→ DATA SHOWN:
——

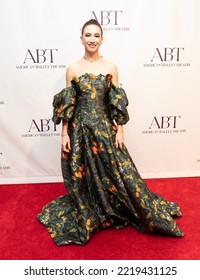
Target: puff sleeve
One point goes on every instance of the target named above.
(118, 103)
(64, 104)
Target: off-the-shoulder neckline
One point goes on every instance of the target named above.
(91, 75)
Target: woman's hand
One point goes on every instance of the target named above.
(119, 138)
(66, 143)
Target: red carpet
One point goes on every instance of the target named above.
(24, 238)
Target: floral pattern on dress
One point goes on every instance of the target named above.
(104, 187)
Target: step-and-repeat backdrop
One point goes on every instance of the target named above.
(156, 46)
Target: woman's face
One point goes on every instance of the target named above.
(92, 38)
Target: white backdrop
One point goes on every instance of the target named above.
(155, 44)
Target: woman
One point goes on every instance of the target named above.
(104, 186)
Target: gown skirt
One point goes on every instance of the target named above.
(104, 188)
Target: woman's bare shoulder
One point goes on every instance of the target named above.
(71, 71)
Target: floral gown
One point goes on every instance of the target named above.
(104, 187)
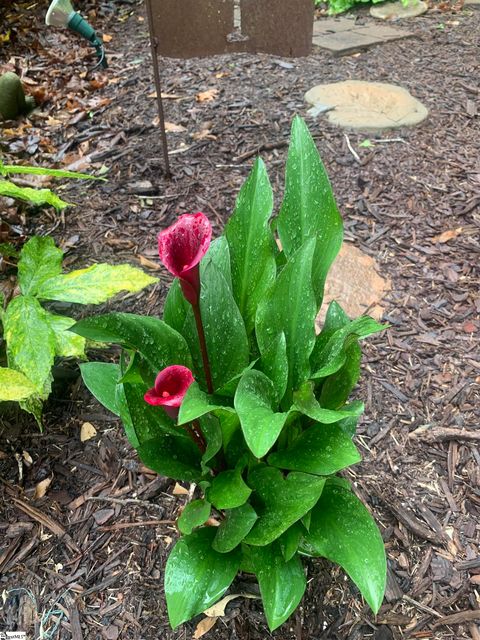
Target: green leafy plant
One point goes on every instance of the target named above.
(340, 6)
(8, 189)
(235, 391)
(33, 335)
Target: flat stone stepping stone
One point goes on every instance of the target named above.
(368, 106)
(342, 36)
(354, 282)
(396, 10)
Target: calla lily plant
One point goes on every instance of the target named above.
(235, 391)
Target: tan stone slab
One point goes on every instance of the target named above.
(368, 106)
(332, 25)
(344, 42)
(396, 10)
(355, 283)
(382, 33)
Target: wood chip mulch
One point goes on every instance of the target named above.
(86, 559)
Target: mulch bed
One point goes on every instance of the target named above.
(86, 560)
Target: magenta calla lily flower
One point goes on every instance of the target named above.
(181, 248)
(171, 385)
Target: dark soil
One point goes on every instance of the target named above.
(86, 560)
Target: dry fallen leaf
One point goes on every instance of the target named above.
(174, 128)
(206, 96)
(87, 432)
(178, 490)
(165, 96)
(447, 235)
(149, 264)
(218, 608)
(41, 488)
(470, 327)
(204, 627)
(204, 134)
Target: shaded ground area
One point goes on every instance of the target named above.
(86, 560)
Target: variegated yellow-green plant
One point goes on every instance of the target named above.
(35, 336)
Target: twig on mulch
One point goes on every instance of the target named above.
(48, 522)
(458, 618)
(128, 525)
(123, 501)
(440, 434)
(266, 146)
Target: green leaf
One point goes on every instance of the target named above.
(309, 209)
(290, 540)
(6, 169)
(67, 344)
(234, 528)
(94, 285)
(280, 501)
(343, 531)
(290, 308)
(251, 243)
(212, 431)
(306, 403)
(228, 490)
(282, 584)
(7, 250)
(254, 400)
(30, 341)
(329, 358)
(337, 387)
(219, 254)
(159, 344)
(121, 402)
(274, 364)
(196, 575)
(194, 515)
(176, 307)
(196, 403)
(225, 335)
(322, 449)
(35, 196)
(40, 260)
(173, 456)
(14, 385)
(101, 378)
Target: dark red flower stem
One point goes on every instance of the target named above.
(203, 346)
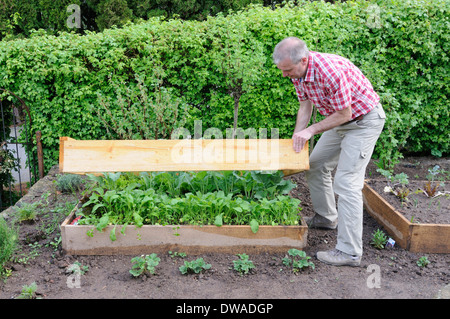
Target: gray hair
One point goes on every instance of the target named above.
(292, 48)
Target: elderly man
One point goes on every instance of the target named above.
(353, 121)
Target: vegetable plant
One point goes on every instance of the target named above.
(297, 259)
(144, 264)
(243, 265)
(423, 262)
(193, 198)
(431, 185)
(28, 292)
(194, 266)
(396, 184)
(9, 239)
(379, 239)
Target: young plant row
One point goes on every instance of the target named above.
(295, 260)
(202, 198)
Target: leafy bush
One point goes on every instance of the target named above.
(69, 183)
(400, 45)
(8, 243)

——

→ REQUIREMENT: Pictures in the records should not appear in your copy, but everything else must be transcribed exactly.

→ EXPECTED ANSWER:
Target: puff sleeve
One point goes on every instance of the target named above.
(118, 103)
(64, 104)
Target: off-the-shoulder neckline
One point goes on every instance of the target named above.
(91, 75)
Target: woman's hand
One point goes on every instance of the target named above.
(119, 138)
(66, 143)
Target: red carpet
One point goes on every instance of the target named above.
(24, 238)
Target: floral pattern on dress
One point goes on every instance of the target named above.
(104, 187)
Target: step-and-repeat backdrop
One point goes on every instance of the target named above.
(156, 46)
Target: woman's face
One point goes on every instance of the target named above.
(92, 38)
Target: white backdrop
One point goes on every instance of the target named above.
(155, 44)
Target: woman
One point goes on every instance of the target named above.
(104, 186)
Target: gown skirt
One point goes on every instance of the target named above.
(104, 188)
Target: woman's bare shoulder
One point goes on every instance of the target named above.
(71, 71)
Target: floral gown
One point goes on every instance of the target named above.
(104, 187)
Target: green leafy plant
One point goes on every instance of the target named above.
(340, 6)
(8, 189)
(235, 391)
(33, 335)
Target: flat stone stepping stone
One point goes on every instance of the target named above.
(368, 106)
(342, 36)
(354, 282)
(396, 10)
Target: calla lily plant
One point goes on every instance of the target named above.
(235, 391)
Target: tan stone slab
One point goes on every instance of the target named above.
(368, 106)
(332, 25)
(344, 42)
(396, 10)
(355, 283)
(382, 33)
Target: wood chip mulch
One point goes on every instance of the target named above.
(86, 559)
Target: mulch bed
One point goes on every instance of the target named above.
(86, 560)
Target: magenta calla lily flower
One point goes on every instance of the target named above.
(181, 248)
(171, 385)
Target: dark soil
One point goes on every instance of the target named above.
(86, 560)
Target: dry fallen leaf
One point goes on every instance of the target named above.
(174, 128)
(206, 96)
(87, 432)
(178, 490)
(165, 96)
(447, 235)
(149, 264)
(218, 608)
(41, 488)
(470, 327)
(204, 627)
(204, 134)
Target: shaded ground area
One point goes on every instance of the target named above.
(86, 560)
Target: variegated yellow-green plant
One point goes on every instance of the target named above.
(35, 336)
Target: twig on mulch
One point goes on every instance of the target named above.
(48, 522)
(458, 618)
(128, 525)
(123, 501)
(440, 434)
(266, 146)
Target: green leaf
One point goes on every instance of the target named above.
(309, 209)
(290, 540)
(6, 169)
(67, 344)
(234, 528)
(94, 285)
(280, 501)
(343, 531)
(290, 308)
(251, 243)
(212, 431)
(306, 403)
(228, 490)
(282, 584)
(7, 250)
(254, 400)
(30, 341)
(329, 358)
(337, 387)
(219, 254)
(159, 344)
(121, 402)
(274, 364)
(196, 575)
(194, 515)
(176, 307)
(196, 403)
(225, 335)
(322, 449)
(35, 196)
(40, 260)
(173, 456)
(14, 385)
(101, 378)
Target: dark red flower stem
One point goes on every instance of the target named above.
(203, 346)
Target: gray hair
One point goes on every instance of the target named above.
(292, 48)
Target: elderly man
One point goes on every instance of the target named above.
(353, 121)
Target: vegetable plant
One point goes on every instance of the target named above.
(297, 259)
(144, 264)
(243, 265)
(423, 262)
(193, 198)
(431, 185)
(28, 292)
(194, 266)
(396, 184)
(9, 239)
(379, 239)
Target: young plant row
One point goes on every instance of the target named above.
(295, 260)
(202, 198)
Target: leafy bush
One point goes on every instance of the target named above.
(69, 183)
(400, 45)
(8, 243)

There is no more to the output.